### Task details:
Output the entries that follow, word for word.
◆ ◆ ◆ ◆
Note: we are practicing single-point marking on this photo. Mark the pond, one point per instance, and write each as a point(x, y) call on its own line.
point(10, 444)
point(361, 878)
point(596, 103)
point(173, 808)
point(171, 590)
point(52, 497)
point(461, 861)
◆ ◆ ◆ ◆
### Output:
Note: we are practicing single-point marking on this photo. Mark the pond, one point per instance, and write each as a point(x, y) call on its own line.
point(10, 444)
point(361, 878)
point(596, 103)
point(173, 808)
point(171, 590)
point(52, 497)
point(461, 861)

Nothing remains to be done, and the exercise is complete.